§ SHORT EXERCISE: Copy out only the part of the records that opens with the line containing "locate the jar rim in the photo above" and runs through the end of the records, requests included, adding 33 to every point coordinate in the answers.

§ GIVEN RECORDS:
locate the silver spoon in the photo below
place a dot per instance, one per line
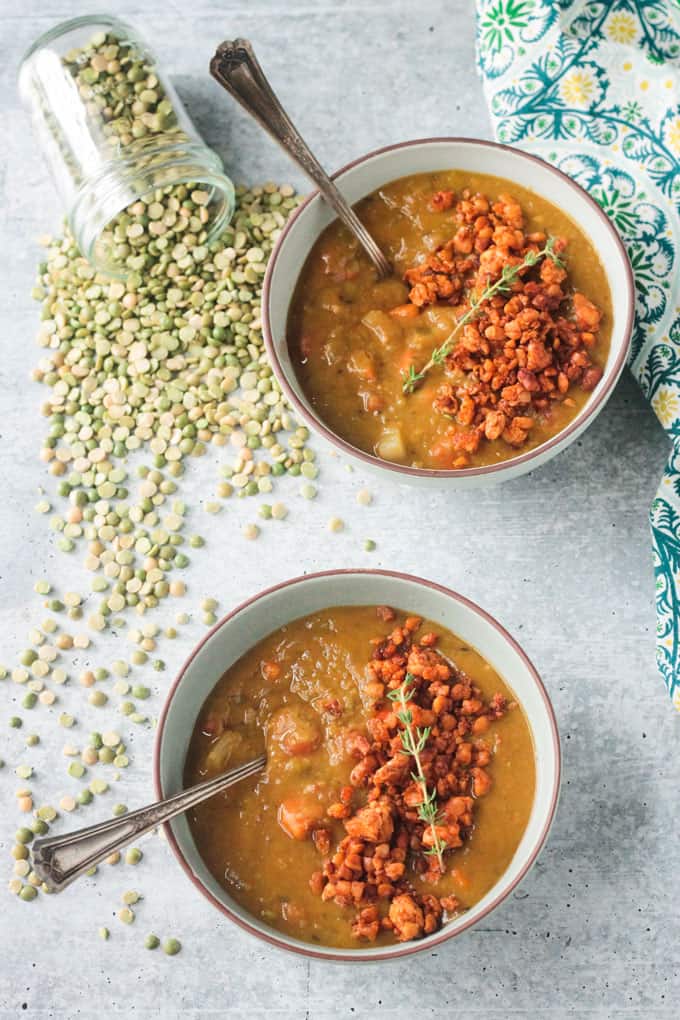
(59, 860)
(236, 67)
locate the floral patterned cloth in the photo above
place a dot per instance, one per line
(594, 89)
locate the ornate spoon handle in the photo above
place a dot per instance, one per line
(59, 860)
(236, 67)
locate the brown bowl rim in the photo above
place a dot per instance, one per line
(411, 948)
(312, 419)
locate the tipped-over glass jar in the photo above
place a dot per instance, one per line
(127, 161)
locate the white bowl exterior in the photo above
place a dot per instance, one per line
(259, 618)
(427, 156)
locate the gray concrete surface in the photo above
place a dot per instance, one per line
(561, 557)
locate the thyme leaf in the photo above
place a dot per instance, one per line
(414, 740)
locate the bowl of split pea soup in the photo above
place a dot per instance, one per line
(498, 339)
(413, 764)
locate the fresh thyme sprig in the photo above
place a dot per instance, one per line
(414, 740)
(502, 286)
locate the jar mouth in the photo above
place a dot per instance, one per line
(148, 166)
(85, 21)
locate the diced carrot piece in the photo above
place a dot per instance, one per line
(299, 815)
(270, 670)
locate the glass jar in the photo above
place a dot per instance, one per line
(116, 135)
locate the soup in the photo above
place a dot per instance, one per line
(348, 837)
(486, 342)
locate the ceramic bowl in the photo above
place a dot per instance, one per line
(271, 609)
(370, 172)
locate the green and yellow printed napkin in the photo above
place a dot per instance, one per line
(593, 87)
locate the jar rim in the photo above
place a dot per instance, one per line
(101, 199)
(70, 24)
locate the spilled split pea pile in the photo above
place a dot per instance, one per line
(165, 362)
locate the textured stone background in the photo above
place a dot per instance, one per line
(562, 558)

§ ANSWER TO THIS TASK:
locate the jar rim in the photo above
place a dot per instance, one per line
(134, 232)
(103, 57)
locate the spilled split pea pile in the photo above
place a dot per instance, one per line
(198, 395)
locate the textured stone background in the photo above
place a dot per instance, one per line
(595, 591)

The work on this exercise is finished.